▸ **Problem statement**: In the meta-analysis code below, take the part that opens with "ind_effects %>%" and closes with "rev(levels(centre_and_strain)[-6]))))", and please write it out again, replacing each "centre_and_strain" with "center_and_strain".

▸ **Document text**:
6 Meta-analytical models

We then use the data from multiple phenotyping centres and mice strains to calculate average effect sizes (\(\Delta\)sk, \(\Delta\)ku, and \(\Delta\)Zr).

Code
# processing functions ----
process.ind_effects <- function(chosen_trait = "fat_mass",
                                measure = "KU_delta") {
  ind_effects <-
    df_meta_analysed %>% 
    filter(trait_name == chosen_trait,
           phenotyping_center %in% c("CCP-IMG",
                                     "HMGU",
                                     "JAX",
                                     "MRC H",
                                     "TCP")) %>% 
    mutate(type = "individual") %>% 
    select(phenotyping_center,
           strain_fig,
           n = n_total,
           est = paste0(measure, "_", "est"),
           var = paste0(measure, "_", "var"),
           lower = paste0(measure, "_", "lower"),
           upper = paste0(measure, "_", "upper"))
  
  model <- rma.mv(data = ind_effects,
                  yi = est,
                  V = var,
                  test = "t",
                  random = list(~ 1|phenotyping_center, 
                                ~ 1|strain_fig))
  
  df_model <- data.frame(trait_name = chosen_trait,
                         est = model$beta[1],
                         var = model$se ^ 2,
                         lower = model$ci.lb,
                         upper = model$ci.ub,
                         phenotyping_center = "Mean",
                         strain_fig = "ES")
  
  
  ind_effects %>% 
    bind_rows(df_model) %>% 
    mutate(est_type = measure,
           centre_and_strain = factor(paste0(phenotyping_center,
                                             "\n",
                                             strain_fig))) %>% 
    mutate(centre_and_strain = factor(centre_and_strain,
                                      levels = c("Mean\nES",
                                                 rev(levels(centre_and_strain)[-6]))))
}

process.cor_effects <- function(chosen_trait_1 = "fat_mass",
                                chosen_trait_2 = "heart_weight") {
  df_effects_cor <-
    df_raw %>% 
    filter(trait_name %in% c(chosen_trait_1,
                             chosen_trait_2), 
           phenotyping_center %in% c("CCP-IMG",
                                     "HMGU",
                                     "JAX",
                                     "MRC H",
                                     "TCP")) %>% 
    pivot_wider(id_cols = c(specimen_id,
                            strain_fig,
                            phenotyping_center,
                            sex),
                names_from = trait_name) %>%
    clean_names() %>% 
    drop_na() %>% 
    group_by(strain_fig,
             phenotyping_center,
             sex) %>% 
    group_modify(~ correlate(.x)) %>% 
    drop_na(all_of(chosen_trait_2)) %>% 
    ungroup() %>%
    left_join(df_raw %>% 
                filter(trait_name %in% c(chosen_trait_1,
                                         chosen_trait_2), 
                       phenotyping_center %in% c("CCP-IMG",
                                                 "HMGU",
                                                 "JAX",
                                                 "MRC H",
                                                 "TCP")) %>% 
                pivot_wider(id_cols = c(specimen_id,
                                        strain_fig,
                                        phenotyping_center,
                                        sex),
                            names_from = trait_name) %>%
                clean_names() %>% 
                drop_na() %>% 
                group_by(strain_fig,
                         phenotyping_center,
                         sex) %>% 
                summarise(n = n())) %>% 
    rename(r_est = chosen_trait_2) %>% 
    mutate(zr_est = r.to.zr(r_est),
           zr_var = zr.variance(n)) %>% 
    select(- c(4:6)) %>% 
    pivot_wider(names_from = sex,
                values_from = c(n,
                                zr_est,
                                zr_var)) %>% 
    mutate(delta_zr_est = zr_est_male - zr_est_female,
           delta_zr_var = zr_var_male + zr_var_female,
           delta_zr_upper = delta_zr_est + 
             qt(0.975, n_male + n_female - 2) * 
             sqrt(delta_zr_var),
           delta_zr_lower = delta_zr_est - 
             qt(0.975, n_male + n_female - 2) *
             sqrt(delta_zr_var))

▸ **Given entries**:

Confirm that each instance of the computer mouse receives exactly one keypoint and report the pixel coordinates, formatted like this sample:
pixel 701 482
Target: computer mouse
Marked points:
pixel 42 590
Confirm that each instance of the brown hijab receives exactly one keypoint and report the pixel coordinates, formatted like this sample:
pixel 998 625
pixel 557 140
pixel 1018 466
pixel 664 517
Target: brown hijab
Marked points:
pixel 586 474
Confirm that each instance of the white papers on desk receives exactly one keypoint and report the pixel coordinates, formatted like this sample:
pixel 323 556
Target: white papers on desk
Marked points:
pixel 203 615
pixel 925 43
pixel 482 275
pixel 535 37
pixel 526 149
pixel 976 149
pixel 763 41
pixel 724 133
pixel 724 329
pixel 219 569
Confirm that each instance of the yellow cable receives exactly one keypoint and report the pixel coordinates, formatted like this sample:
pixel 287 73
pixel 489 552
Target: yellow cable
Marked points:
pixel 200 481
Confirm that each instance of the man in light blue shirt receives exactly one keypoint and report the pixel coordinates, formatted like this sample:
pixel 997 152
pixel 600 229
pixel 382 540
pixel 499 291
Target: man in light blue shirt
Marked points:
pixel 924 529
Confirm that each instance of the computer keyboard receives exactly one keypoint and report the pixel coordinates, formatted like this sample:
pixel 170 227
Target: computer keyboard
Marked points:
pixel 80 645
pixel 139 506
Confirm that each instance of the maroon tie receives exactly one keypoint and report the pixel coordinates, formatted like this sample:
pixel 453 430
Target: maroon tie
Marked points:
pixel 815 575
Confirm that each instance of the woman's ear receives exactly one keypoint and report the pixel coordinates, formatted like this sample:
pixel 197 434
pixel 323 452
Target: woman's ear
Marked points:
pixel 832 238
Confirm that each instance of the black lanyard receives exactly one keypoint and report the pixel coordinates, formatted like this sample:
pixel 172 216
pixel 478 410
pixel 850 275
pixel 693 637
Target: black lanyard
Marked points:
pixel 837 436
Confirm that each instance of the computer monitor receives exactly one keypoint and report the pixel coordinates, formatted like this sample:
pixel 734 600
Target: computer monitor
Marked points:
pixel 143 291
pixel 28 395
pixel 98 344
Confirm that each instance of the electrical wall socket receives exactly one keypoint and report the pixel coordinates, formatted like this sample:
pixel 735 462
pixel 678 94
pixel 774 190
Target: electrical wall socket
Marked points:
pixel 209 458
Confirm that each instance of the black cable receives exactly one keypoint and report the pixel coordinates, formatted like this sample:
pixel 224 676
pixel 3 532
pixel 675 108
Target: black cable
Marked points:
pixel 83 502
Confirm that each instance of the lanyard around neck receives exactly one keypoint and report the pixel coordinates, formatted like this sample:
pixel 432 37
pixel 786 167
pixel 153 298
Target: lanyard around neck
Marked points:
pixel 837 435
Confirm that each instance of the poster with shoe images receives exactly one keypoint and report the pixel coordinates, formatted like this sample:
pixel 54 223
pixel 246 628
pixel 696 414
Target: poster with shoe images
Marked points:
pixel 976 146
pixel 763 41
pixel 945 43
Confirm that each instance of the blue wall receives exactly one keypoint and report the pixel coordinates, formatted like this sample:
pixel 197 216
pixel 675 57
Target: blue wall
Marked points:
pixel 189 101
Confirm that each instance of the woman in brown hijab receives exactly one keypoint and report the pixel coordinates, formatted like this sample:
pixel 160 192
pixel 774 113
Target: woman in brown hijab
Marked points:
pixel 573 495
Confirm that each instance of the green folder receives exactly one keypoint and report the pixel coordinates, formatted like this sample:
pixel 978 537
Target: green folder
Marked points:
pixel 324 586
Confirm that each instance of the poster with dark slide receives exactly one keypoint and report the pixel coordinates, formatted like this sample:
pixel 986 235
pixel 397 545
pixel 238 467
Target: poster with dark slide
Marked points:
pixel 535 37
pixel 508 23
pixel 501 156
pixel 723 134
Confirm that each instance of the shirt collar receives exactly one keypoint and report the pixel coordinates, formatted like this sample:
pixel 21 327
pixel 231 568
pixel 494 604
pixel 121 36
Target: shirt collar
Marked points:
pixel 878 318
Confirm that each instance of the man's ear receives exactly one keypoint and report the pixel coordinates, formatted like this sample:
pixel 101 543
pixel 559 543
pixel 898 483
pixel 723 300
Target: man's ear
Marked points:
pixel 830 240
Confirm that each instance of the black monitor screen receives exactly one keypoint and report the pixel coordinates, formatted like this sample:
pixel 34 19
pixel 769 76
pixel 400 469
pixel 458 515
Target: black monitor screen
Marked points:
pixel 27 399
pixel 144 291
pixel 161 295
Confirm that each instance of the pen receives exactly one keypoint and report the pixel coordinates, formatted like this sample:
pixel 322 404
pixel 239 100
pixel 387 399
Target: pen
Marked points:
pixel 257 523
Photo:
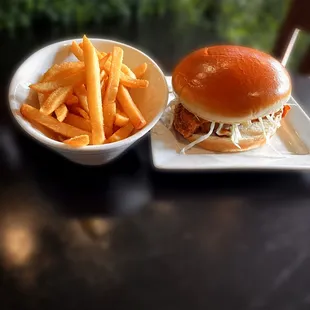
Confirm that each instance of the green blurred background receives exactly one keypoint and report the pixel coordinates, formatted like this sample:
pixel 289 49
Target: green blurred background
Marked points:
pixel 247 22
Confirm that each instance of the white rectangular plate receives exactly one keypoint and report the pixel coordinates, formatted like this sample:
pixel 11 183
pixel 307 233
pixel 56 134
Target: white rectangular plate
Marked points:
pixel 289 149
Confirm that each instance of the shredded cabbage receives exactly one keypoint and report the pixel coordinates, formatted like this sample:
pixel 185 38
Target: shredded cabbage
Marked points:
pixel 168 115
pixel 235 135
pixel 218 131
pixel 200 139
pixel 272 121
pixel 263 128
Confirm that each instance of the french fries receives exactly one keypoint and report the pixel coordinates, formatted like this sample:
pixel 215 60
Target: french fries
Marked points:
pixel 129 107
pixel 78 122
pixel 121 133
pixel 72 99
pixel 121 119
pixel 77 51
pixel 140 70
pixel 109 105
pixel 81 93
pixel 61 112
pixel 93 91
pixel 55 99
pixel 79 111
pixel 88 101
pixel 78 141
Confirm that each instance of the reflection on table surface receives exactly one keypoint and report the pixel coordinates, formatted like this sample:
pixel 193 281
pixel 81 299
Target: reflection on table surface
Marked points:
pixel 127 236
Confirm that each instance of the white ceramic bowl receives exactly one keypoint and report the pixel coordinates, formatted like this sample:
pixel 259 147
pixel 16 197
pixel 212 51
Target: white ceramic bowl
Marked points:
pixel 151 101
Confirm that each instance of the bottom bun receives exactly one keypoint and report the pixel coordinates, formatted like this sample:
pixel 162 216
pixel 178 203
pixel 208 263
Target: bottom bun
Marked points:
pixel 252 138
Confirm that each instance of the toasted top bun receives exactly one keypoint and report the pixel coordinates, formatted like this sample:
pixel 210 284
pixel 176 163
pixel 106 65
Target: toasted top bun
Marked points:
pixel 231 84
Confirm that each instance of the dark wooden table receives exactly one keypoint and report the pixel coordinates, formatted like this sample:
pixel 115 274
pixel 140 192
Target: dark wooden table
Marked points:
pixel 125 236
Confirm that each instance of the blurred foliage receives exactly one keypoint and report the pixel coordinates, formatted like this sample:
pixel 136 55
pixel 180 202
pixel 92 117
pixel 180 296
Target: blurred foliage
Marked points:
pixel 246 22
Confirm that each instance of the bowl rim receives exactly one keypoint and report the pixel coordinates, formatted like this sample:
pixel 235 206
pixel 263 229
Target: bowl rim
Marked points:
pixel 89 148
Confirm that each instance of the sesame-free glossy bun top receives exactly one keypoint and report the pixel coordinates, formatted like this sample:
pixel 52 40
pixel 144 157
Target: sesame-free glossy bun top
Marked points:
pixel 231 84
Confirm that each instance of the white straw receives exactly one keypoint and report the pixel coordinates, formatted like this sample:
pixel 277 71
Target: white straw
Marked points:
pixel 290 47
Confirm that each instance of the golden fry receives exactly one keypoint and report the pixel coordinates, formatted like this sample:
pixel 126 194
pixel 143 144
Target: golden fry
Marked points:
pixel 140 70
pixel 46 131
pixel 121 133
pixel 127 81
pixel 50 122
pixel 124 68
pixel 129 107
pixel 77 51
pixel 77 121
pixel 72 99
pixel 79 111
pixel 55 99
pixel 78 141
pixel 121 119
pixel 72 80
pixel 81 93
pixel 93 91
pixel 61 112
pixel 42 98
pixel 109 105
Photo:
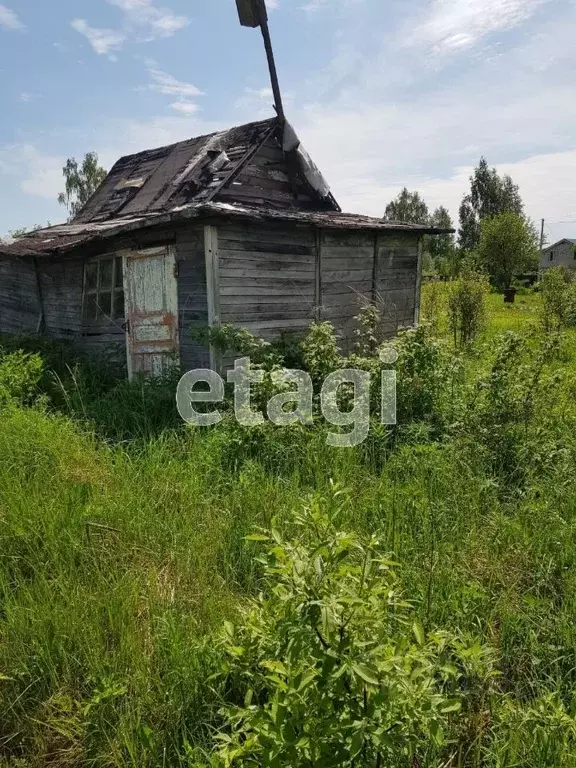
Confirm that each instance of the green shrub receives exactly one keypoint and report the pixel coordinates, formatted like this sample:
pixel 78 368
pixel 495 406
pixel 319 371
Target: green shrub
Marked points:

▸ **Output for this exercise**:
ind_effects %>% 
    bind_rows(df_model) %>% 
    mutate(est_type = measure,
           center_and_strain = factor(paste0(phenotyping_center,
                                             "\n",
                                             strain_fig))) %>% 
    mutate(center_and_strain = factor(center_and_strain,
                                      levels = c("Mean\nES",
                                                 rev(levels(center_and_strain)[-6]))))